Data to use >>
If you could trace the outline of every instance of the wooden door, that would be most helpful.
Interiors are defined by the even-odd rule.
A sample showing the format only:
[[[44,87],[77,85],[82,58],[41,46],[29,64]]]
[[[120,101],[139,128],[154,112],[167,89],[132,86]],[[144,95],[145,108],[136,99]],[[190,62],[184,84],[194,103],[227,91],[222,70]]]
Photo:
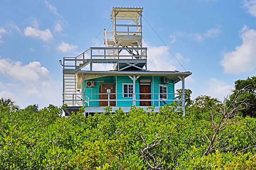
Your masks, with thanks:
[[[116,93],[116,84],[114,83],[102,83],[100,85],[100,93]],[[108,90],[110,90],[110,93],[108,93]],[[100,94],[100,99],[108,100],[108,94]],[[116,94],[110,94],[109,99],[116,100]],[[100,106],[108,106],[108,101],[100,101]],[[116,101],[109,101],[109,105],[111,106],[116,106]]]
[[[151,86],[147,85],[140,85],[140,93],[151,93]],[[151,94],[140,94],[140,100],[151,100]],[[140,106],[151,106],[151,101],[140,101]]]

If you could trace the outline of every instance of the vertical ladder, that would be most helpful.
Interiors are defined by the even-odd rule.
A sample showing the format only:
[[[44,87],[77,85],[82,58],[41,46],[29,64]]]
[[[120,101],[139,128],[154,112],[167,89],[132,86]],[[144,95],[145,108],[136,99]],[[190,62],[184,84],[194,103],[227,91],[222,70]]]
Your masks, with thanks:
[[[83,106],[81,100],[82,94],[76,92],[76,77],[75,73],[64,75],[64,100],[70,100],[70,101],[64,101],[64,103],[72,105],[75,106],[76,104],[80,106]],[[77,100],[78,101],[76,101]],[[73,101],[72,101],[73,100]],[[79,100],[79,101],[78,101]]]

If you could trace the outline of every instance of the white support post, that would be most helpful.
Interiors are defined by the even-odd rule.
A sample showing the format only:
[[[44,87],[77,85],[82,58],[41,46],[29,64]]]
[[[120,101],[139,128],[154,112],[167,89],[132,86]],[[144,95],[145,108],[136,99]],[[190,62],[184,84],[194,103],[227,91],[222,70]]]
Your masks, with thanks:
[[[92,70],[92,62],[91,61],[90,63],[90,71],[91,71]]]
[[[109,94],[108,94],[108,106],[109,106],[109,99],[110,99],[109,98]]]
[[[184,76],[182,77],[182,100],[185,100],[185,78]],[[183,115],[185,115],[185,101],[182,101],[182,110],[183,110]]]
[[[135,101],[135,100],[136,99],[136,96],[135,96],[135,81],[136,80],[135,79],[136,78],[135,78],[135,75],[133,75],[133,94],[132,95],[132,99],[133,100],[133,101],[132,102],[132,104],[133,106],[136,106],[136,101]]]
[[[81,85],[82,89],[82,102],[83,106],[84,106],[84,73],[82,74],[82,82]]]
[[[152,87],[152,88],[153,88],[153,92],[152,92],[153,93],[153,104],[152,105],[152,106],[154,106],[154,76],[152,76],[152,83],[153,84],[153,85],[152,85],[153,86],[153,87]]]
[[[117,95],[116,93],[117,93],[117,76],[116,75],[116,106],[117,106]]]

Work to do >> Turn the entries into a numbered list, from the line containing "post, that would be most helpful." through the end of the entries, inclusive, and leave out any blank lines.

Exercise solution >>
1. If you could trace the outline of every instance of the white support post, that would be most helpful.
2. Interiors are defined by the even-odd rule.
3. A sample showing the format only:
4. [[[44,87],[77,85],[82,58],[41,46],[29,64]]]
5. [[[120,101],[139,128],[154,112],[167,89],[132,86]],[[144,95],[145,108],[136,99]],[[190,62],[184,84],[194,103],[227,91],[222,70]]]
6. Your masks, with thanks:
7. [[[92,70],[92,62],[91,61],[90,63],[90,71],[91,71]]]
8. [[[109,94],[108,94],[108,106],[109,106],[109,99],[110,99],[109,98]]]
9. [[[184,76],[182,77],[182,100],[185,100],[185,78]],[[183,115],[185,115],[185,101],[182,101],[182,110],[183,110]]]
10. [[[135,101],[135,100],[136,99],[136,96],[135,96],[135,81],[136,80],[135,79],[136,78],[135,78],[135,75],[133,75],[133,94],[132,95],[132,99],[133,100],[133,101],[132,102],[132,104],[133,106],[136,106],[136,101]]]
11. [[[81,85],[82,89],[82,102],[83,106],[84,106],[84,73],[82,74],[82,82]]]
12. [[[152,87],[152,88],[153,88],[153,92],[152,92],[153,93],[153,104],[152,105],[152,106],[154,106],[154,76],[152,76],[152,83],[153,84],[153,85],[152,85],[153,86],[153,87]]]
13. [[[117,95],[116,93],[117,93],[117,76],[116,75],[116,106],[117,106]]]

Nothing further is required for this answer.